◆ DATA IN THIS EXERCISE:
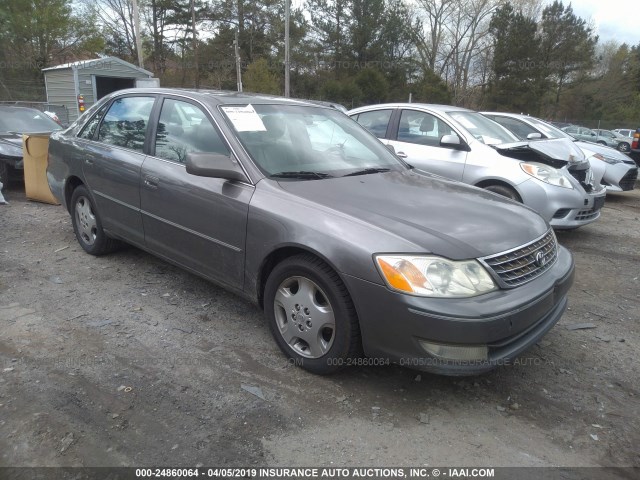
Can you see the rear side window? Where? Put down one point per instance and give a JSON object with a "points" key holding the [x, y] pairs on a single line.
{"points": [[125, 124], [376, 121], [184, 128]]}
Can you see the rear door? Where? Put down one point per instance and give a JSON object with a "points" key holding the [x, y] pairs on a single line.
{"points": [[112, 154], [416, 138], [197, 222]]}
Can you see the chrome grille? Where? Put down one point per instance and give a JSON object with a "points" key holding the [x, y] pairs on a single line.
{"points": [[523, 264]]}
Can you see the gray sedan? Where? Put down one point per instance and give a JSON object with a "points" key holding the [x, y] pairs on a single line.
{"points": [[552, 177], [302, 211]]}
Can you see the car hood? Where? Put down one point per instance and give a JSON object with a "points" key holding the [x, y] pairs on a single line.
{"points": [[591, 148], [12, 138], [556, 152], [439, 216]]}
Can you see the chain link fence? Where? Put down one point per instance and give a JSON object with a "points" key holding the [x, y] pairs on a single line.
{"points": [[61, 111]]}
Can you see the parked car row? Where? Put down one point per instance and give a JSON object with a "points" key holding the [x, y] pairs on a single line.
{"points": [[523, 159], [620, 171], [618, 139]]}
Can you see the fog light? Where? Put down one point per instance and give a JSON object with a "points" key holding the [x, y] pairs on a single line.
{"points": [[456, 352]]}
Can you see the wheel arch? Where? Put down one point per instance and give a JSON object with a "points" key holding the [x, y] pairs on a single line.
{"points": [[281, 253], [70, 185]]}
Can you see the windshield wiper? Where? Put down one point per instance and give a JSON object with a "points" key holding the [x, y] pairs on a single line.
{"points": [[367, 171], [301, 174]]}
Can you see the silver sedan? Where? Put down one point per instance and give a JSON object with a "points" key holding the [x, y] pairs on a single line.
{"points": [[551, 177]]}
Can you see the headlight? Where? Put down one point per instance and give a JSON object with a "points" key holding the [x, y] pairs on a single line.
{"points": [[546, 174], [431, 276], [8, 150], [609, 160]]}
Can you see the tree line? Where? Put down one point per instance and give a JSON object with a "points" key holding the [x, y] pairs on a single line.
{"points": [[530, 56]]}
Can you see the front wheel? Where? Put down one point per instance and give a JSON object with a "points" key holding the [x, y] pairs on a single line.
{"points": [[87, 224], [504, 191], [311, 315]]}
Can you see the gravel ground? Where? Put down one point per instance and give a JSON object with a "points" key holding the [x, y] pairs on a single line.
{"points": [[125, 360]]}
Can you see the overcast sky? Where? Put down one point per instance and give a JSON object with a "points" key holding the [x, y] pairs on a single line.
{"points": [[614, 19]]}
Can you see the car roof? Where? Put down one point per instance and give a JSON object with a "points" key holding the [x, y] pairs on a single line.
{"points": [[431, 106], [13, 108], [220, 97]]}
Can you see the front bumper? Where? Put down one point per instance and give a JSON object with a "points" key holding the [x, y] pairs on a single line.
{"points": [[507, 321], [563, 208], [620, 177]]}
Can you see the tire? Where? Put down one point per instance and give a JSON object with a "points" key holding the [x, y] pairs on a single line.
{"points": [[4, 173], [504, 191], [87, 224], [302, 291]]}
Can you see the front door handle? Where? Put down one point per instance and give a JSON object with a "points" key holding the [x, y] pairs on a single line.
{"points": [[151, 182]]}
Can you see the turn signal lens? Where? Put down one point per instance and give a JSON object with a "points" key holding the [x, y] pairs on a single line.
{"points": [[431, 276]]}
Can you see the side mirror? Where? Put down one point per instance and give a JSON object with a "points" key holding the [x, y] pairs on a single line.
{"points": [[453, 141], [203, 164]]}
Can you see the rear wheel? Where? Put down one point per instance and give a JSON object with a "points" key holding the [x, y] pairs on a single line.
{"points": [[311, 315], [87, 224], [504, 191]]}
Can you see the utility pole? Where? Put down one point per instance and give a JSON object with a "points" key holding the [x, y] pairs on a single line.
{"points": [[195, 43], [136, 31], [286, 49], [238, 66]]}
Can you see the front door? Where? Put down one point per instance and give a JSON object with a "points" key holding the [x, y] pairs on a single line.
{"points": [[196, 221], [112, 159], [417, 141]]}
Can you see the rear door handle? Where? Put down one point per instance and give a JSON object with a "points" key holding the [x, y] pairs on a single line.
{"points": [[151, 182]]}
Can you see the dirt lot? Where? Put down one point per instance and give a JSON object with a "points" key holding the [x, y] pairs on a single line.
{"points": [[126, 360]]}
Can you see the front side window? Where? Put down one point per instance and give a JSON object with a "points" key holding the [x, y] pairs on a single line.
{"points": [[184, 128], [421, 128], [291, 141], [90, 128], [517, 127], [483, 129], [125, 124], [376, 121]]}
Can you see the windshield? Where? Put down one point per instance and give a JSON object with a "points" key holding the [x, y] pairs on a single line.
{"points": [[290, 141], [549, 130], [24, 120], [482, 128]]}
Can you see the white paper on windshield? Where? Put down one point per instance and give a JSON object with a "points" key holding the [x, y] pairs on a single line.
{"points": [[465, 122], [245, 119]]}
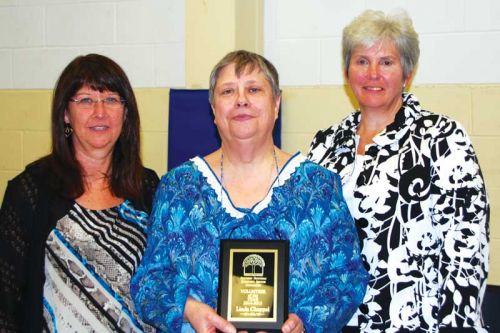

◆ EXERCISE:
Retype the entries exactly, skipping every picture.

◆ RESPONSE FOR THIS EXERCISE:
Can you see the rear side window? Where? Put down one point per instance and give a JSON object with a "points" key holding the [x, y] pairs on a single line.
{"points": [[125, 124], [376, 121], [184, 128]]}
Can you see the rear door? Where? Put down one point per instance and give a JSON object with a "points" key holding the [x, y] pairs on a single line.
{"points": [[112, 154], [416, 138], [197, 222]]}
Can you see the chrome grille? Where? Put down one point per instance and give a JSON object with a "points" key holding the [x, y] pairs on a single line.
{"points": [[523, 264]]}
Can you see the gray sedan? Where? Put down one point per instance and give a JSON object with a "points" key holding the [x, y] pairs on a single line.
{"points": [[552, 177], [302, 211]]}
Can you see the car hood? Where? Put down one point per instance and give a JSON object with a "points" key holding the [x, y] pairs on a single line.
{"points": [[591, 148], [12, 138], [556, 152], [439, 216]]}
Can you see the chain link fence? Where? Put down one point per instance and give a JSON object with a "points" key holding the [x, y] pairs on a single line.
{"points": [[61, 111]]}
Can you see the parked car row? Where? Put down one point per instance and give a JSON object with a "points" key holding the [x, y] pairs on a single line.
{"points": [[523, 159], [620, 171], [618, 139]]}
Can you see the fog light? Where? Put down one point per instance and give a JSON object with a "points" key holding the [x, y] pairs on a single line.
{"points": [[456, 352]]}
Can you see the wheel arch? Where? Put down one point per instance and give a JSON object with a "points" key holding the [x, y] pairs on a single line.
{"points": [[281, 253], [70, 185]]}
Can you see the windshield wiper? Where? Put down one point per instance and give a JSON object with a "points" key holding the [x, y] pairs on a single line.
{"points": [[367, 171], [301, 174]]}
Can you see the silver sedan? Where? Put down one point per instance and give a JSON object with a "points" key holding the [x, y] pairs on a single line.
{"points": [[551, 177]]}
Can you see the headlight? Where? Put down one point per instance and give a JSON object with a "points" key holding the [x, y] pairs on a single line.
{"points": [[546, 174], [431, 276], [8, 150], [609, 160]]}
Can you see the tree line? Where? Put down one point per instance and give a JSON object with a "points" key holding the [x, y] pairs on a single line.
{"points": [[530, 56]]}
Can you see the front wheel? Where? Put down one point per instance and give a JSON object with a "points" key holding the [x, y] pairs on a single line.
{"points": [[87, 224], [504, 191], [311, 315]]}
Can you see the gravel ground? Where? Put down one point per instance and give a JSON object with a "points" key holding the [x, y] pairs on a single line.
{"points": [[125, 360]]}
Can you see the overcast sky? Where? Put down one point per instance and give a JSON object with a "points" key holding the [x, y] pairs on a single line.
{"points": [[614, 19]]}
Can you see the car roof? Where? Put down one point per instance and give a JSON object with a "points" key holding the [x, y] pairs on a single line.
{"points": [[431, 106], [13, 108], [220, 97]]}
Can you see the front bumper? Where? Put down one point per instance and give a JSON object with a "points" key holding the [x, y] pairs on a single line.
{"points": [[507, 321], [563, 208], [620, 177]]}
Can you see the tire? Where? Put down one point per instance and give a JSON object with a "points" key holding the [x, y] pairs on a single line.
{"points": [[4, 173], [504, 191], [87, 224], [302, 291]]}
Can you see the front door handle? Where? Put down one point per instance and give a JSON object with a "points" key holding the [x, y] pairs on a single line.
{"points": [[151, 182]]}
Can you see the turn signal lens? Where? Put down one point per instance and give a JSON object with a "points" key holding the [x, y] pairs on a single line.
{"points": [[431, 276]]}
Can you see the side mirror? Where? Put down one point per instance and give a JSON object with a "points" key holding the [x, y] pairs on a single line.
{"points": [[453, 141], [203, 164]]}
Can you see the rear wheel? Where? Put down one point per instance and give a JSON object with a "points" key holding the [x, y] pairs on a single line.
{"points": [[311, 315], [87, 224], [504, 191]]}
Can you see the utility pole? Where? Put down one point per instance and give a JSON object with a "points" key holding the [x, y] pairs on a single line.
{"points": [[195, 43], [136, 31], [286, 49], [238, 66]]}
Can you see the front door? Where? Put down one point per instance and give a JSON object with a "points" key holding the [x, y] pairs on a single line.
{"points": [[196, 221], [112, 159], [417, 141]]}
Can you see the rear door handle? Where? Put down one point per instance and give a JSON object with a "points" key holding the [x, y] pairs on a single line.
{"points": [[151, 182]]}
Can you see the dirt lot? Where? Put down one point per instance and give a JSON object with a "points" key holding the [x, y] pairs on a single line.
{"points": [[126, 360]]}
Can you see the front side window? Where? Put down one point per instance and give a JSON object with a "points" key holding the [x, y] pairs on a single line.
{"points": [[184, 128], [421, 128], [291, 141], [90, 128], [517, 127], [483, 129], [125, 124], [376, 121]]}
Can you see the windshield? Where? Put down one point per instance and give a JSON object with a "points" key holding the [x, y] pairs on a single line.
{"points": [[290, 141], [549, 130], [24, 120], [482, 128]]}
Can you see the white paper on windshield? Where? Put down one point per instance and give a JSON object with a "points" key holding the [x, y] pairs on a single line.
{"points": [[465, 122], [245, 119]]}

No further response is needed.